(Provided data Opens)
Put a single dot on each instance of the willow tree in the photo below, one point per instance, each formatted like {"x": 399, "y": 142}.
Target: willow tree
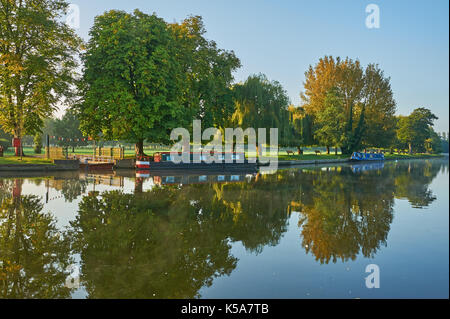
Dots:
{"x": 207, "y": 74}
{"x": 300, "y": 126}
{"x": 37, "y": 63}
{"x": 261, "y": 103}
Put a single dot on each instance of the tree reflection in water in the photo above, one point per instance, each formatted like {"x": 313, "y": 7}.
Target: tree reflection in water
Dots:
{"x": 33, "y": 254}
{"x": 171, "y": 241}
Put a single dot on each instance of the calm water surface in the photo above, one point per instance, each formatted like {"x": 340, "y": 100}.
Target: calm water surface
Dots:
{"x": 298, "y": 233}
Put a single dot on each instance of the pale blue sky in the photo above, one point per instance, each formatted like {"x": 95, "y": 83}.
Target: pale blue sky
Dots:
{"x": 282, "y": 38}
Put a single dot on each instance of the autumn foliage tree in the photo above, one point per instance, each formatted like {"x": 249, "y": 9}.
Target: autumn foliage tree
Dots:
{"x": 366, "y": 97}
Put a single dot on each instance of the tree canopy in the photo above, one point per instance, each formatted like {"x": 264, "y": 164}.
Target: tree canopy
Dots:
{"x": 366, "y": 98}
{"x": 37, "y": 63}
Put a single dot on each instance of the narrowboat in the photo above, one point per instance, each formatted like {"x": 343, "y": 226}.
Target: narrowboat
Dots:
{"x": 226, "y": 161}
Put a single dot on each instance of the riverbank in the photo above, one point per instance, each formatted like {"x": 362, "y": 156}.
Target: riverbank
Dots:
{"x": 14, "y": 164}
{"x": 333, "y": 159}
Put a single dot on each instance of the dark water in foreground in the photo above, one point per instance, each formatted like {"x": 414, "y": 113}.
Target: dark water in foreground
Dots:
{"x": 297, "y": 233}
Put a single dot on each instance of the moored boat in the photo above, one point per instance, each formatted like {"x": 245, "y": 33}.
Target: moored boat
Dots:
{"x": 357, "y": 156}
{"x": 161, "y": 161}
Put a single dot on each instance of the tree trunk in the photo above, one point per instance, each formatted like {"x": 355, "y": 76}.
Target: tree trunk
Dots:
{"x": 139, "y": 148}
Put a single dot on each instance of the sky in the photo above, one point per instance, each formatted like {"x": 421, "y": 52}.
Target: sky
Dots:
(Provided data Closes)
Apart from the pictures, return every entry above exactly as given.

Put a single dot on each instance of the willow tree in the photo below, one point per instance, each formatted like {"x": 399, "y": 142}.
Target: willow tree
Dots:
{"x": 207, "y": 74}
{"x": 300, "y": 126}
{"x": 37, "y": 63}
{"x": 261, "y": 103}
Put a single dot on each instance of the tree reflection in water in the photo above, one point per instance, each formatted like {"x": 313, "y": 7}.
Target: tree reflection in water
Dots:
{"x": 33, "y": 254}
{"x": 171, "y": 241}
Put a single dot on each instance of the calm water surface in the photo above, one point per instance, each formatted like {"x": 340, "y": 100}.
Target: calm water surface
Dots:
{"x": 298, "y": 233}
Put a single dot on each instance of the pale blue sky in the photo above, one point per instance, each formatted like {"x": 95, "y": 83}.
Target: pale blue sky
Dots:
{"x": 282, "y": 38}
Put a single dot on each instance of the autumn foliage tree in the photo above, one point per instance, each formatted like {"x": 249, "y": 9}.
Target: autumn foliage tree
Dots:
{"x": 366, "y": 97}
Put a single dot on each instance of the tree canopy in the photo above, one point per instance, each formatted like {"x": 264, "y": 164}.
Target: tree canopy
Dots:
{"x": 366, "y": 98}
{"x": 37, "y": 63}
Put a single dot on each instance of the narrowboat in the photo above, one point per instance, each formatted like {"x": 343, "y": 226}.
Target: narrowboat
Dots:
{"x": 226, "y": 161}
Put a single dot on each instance of the riverbank in the photo above, one point per instance, each formatted like {"x": 362, "y": 156}.
Target: riverbank
Dots:
{"x": 14, "y": 164}
{"x": 333, "y": 159}
Put a single dot on each instance of the dark water in foreground in the photo above, one point per instance, each formatted like {"x": 414, "y": 113}.
Target: dark water in foreground
Dots:
{"x": 297, "y": 233}
Put a single dot on each instance of the moored boat in the photo above, one point per instance, each formatted like {"x": 245, "y": 33}.
Target: moored boat
Dots:
{"x": 357, "y": 156}
{"x": 161, "y": 161}
Put a single dot on each instance of the tree trunk in the photo above, one point per instance, each formatted like {"x": 355, "y": 76}.
Target: tree trunk
Dots:
{"x": 139, "y": 148}
Put a single dot on each instance of the sky in the photo above, one point per instance, each formatted like {"x": 421, "y": 52}.
Target: sky
Dots:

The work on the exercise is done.